Dataset records about object locations
************
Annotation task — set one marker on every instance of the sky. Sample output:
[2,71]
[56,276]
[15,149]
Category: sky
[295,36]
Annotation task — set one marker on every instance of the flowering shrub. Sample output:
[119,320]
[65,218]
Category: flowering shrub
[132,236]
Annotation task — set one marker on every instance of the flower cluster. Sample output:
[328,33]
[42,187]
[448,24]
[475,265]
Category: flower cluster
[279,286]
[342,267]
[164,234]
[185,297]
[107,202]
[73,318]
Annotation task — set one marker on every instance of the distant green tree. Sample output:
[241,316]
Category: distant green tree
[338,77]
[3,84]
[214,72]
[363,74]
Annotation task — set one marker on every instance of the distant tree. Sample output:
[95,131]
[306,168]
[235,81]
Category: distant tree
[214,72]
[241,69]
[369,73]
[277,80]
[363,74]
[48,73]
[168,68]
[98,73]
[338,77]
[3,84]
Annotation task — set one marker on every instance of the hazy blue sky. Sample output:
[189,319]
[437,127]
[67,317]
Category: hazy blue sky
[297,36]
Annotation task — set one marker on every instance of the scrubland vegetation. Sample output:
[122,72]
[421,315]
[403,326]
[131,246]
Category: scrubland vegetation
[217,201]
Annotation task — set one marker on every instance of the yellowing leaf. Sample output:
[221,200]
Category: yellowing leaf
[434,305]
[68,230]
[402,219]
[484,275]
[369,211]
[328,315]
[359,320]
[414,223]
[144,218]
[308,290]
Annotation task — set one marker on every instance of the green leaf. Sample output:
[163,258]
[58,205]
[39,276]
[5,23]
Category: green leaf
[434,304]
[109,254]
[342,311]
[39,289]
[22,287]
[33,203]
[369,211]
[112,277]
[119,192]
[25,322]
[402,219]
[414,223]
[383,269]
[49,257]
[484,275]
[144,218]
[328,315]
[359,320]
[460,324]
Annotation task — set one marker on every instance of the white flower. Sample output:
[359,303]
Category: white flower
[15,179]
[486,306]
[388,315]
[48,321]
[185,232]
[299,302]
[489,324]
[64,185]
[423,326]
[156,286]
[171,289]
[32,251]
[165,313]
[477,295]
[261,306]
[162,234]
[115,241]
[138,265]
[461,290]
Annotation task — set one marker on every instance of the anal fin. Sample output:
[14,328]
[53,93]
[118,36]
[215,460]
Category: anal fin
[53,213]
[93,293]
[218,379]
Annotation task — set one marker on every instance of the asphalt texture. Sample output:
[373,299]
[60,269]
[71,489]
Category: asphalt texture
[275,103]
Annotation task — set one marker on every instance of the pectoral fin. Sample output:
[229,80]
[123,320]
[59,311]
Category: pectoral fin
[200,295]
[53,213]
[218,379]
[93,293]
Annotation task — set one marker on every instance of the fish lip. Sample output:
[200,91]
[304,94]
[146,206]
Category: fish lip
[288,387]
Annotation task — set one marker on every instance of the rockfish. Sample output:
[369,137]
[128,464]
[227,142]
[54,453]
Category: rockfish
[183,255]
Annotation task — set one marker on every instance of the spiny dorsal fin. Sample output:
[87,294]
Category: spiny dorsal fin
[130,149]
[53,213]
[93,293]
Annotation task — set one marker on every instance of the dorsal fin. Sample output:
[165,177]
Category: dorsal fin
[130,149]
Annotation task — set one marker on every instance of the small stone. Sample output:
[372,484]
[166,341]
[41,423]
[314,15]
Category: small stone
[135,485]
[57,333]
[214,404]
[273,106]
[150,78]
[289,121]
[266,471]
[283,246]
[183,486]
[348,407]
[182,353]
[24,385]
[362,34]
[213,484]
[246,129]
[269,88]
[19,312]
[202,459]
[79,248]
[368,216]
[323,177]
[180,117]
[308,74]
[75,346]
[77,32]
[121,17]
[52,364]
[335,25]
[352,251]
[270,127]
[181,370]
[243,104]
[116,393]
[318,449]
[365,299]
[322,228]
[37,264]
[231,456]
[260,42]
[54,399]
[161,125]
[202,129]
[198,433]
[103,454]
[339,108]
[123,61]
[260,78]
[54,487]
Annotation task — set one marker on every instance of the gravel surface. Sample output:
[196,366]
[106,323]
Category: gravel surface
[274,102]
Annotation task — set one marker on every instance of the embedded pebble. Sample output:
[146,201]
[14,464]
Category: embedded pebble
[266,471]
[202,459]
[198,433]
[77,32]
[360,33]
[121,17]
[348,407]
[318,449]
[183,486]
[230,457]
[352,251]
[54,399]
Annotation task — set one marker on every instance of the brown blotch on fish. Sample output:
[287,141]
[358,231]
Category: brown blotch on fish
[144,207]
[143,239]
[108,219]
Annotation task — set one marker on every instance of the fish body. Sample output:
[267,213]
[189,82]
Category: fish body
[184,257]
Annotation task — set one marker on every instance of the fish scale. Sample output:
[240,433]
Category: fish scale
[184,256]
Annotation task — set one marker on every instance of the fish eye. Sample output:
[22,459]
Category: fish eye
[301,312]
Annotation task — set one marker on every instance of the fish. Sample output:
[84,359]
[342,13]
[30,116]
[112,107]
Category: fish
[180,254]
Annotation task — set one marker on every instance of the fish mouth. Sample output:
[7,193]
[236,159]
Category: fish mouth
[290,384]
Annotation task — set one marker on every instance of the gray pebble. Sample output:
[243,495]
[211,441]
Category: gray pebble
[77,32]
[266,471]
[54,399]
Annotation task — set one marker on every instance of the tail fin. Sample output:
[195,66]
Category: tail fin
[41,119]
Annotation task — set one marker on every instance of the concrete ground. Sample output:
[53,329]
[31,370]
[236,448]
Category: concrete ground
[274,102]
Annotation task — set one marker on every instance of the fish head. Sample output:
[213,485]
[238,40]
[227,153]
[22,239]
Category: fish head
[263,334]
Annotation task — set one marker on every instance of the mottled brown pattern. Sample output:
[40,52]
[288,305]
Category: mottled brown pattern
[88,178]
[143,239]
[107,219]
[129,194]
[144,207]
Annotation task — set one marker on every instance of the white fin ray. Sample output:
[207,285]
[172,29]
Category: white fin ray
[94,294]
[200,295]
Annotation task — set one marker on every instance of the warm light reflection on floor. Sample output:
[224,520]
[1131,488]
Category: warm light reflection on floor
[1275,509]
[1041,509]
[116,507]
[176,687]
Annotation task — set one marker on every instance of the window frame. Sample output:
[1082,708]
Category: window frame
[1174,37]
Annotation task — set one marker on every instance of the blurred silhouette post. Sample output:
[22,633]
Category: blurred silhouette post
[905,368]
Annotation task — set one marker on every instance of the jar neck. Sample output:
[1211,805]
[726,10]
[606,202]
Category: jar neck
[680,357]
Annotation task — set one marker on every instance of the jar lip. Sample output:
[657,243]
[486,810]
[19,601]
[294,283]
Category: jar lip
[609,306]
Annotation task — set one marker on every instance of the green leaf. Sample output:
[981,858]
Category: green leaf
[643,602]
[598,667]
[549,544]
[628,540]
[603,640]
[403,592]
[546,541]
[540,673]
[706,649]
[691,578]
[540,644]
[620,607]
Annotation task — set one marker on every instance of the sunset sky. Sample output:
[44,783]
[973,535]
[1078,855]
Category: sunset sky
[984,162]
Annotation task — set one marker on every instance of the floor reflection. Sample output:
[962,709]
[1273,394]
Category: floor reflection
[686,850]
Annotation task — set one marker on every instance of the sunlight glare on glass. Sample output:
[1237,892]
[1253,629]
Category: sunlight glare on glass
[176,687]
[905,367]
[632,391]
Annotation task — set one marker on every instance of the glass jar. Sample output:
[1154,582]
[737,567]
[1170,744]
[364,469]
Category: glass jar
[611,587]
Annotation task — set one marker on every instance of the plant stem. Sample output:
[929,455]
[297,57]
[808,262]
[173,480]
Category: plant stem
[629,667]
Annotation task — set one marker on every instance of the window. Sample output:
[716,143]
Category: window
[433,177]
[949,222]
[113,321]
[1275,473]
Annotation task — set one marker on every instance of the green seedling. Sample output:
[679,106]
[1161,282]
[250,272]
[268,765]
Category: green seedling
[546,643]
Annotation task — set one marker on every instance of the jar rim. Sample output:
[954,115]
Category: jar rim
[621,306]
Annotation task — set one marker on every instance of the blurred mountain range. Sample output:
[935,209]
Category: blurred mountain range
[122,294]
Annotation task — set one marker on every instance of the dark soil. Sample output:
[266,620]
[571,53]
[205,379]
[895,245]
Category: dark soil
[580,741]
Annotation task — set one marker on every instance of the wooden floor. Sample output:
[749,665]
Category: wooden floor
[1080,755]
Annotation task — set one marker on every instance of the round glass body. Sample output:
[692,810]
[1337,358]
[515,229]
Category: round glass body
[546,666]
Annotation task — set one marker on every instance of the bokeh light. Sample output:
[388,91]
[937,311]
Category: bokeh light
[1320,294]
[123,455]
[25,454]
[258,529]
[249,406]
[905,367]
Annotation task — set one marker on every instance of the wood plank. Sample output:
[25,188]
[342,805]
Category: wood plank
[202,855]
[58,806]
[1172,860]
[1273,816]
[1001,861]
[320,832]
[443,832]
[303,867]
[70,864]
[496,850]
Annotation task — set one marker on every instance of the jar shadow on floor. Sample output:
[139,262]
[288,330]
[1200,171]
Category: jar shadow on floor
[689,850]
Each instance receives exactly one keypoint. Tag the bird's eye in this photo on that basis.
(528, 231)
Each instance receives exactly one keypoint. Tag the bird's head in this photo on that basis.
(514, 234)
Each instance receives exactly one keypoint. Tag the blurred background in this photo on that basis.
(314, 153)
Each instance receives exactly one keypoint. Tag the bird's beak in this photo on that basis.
************
Write the lines out exactly, from the one with "of the window." down to the last line of the listing, and leave out all others.

■ EXPECTED OUTPUT:
Annotation task — set one marker on every instance of the window. Sample output:
[716,143]
Category: window
[433,177]
[949,222]
[113,321]
[1275,473]
Annotation task — set one marker on every instance of the green seedling. Sample output:
[679,106]
[1161,282]
[250,272]
[268,765]
Category: green seedling
[546,643]
Annotation task — set one marker on every instance of the jar rim. Sample output:
[954,115]
Category: jar rim
[621,306]
Annotation task — set one marker on every instance of the blurred mountain range. Sample output:
[935,209]
Category: blurred mountain range
[122,294]
Annotation task — set one marker on every instance of the dark soil. Sample output:
[266,620]
[571,53]
[205,379]
[895,245]
Category: dark soil
[580,741]
Annotation task — set one marker on every instance of the wooden floor. Sample output:
[749,665]
Category: wooden floor
[1080,755]
Annotation task — set one marker on every instance of the round glass body. Sample output:
[692,810]
[1337,358]
[515,229]
Category: round glass body
[546,666]
Annotation task — set one marker on every instance of the bokeh light. Sample output:
[388,91]
[937,311]
Category: bokeh light
[1320,294]
[123,455]
[25,454]
[258,529]
[249,406]
[905,367]
Annotation task — set one marker on every instance of the wood plank. Sample output:
[25,188]
[342,805]
Category: wood plank
[202,855]
[58,806]
[1172,860]
[1273,816]
[1001,861]
[320,832]
[443,832]
[303,867]
[70,864]
[496,850]
Annotation task — set one marker on every instance of the jar shadow on floor. Sample output:
[139,262]
[288,330]
[1200,171]
Category: jar shadow on floor
[689,850]
Each instance receives exactly one keypoint. Tag the bird's eye in this photo on that basis.
(528, 231)
Each instance receives exactly one keypoint. Tag the bird's head in this photo on that basis.
(514, 234)
Each instance receives exactly one keypoint. Tag the blurred background in this photo on that basis.
(314, 153)
Each instance receives exactly one keypoint. Tag the bird's beak in this photo on that basis.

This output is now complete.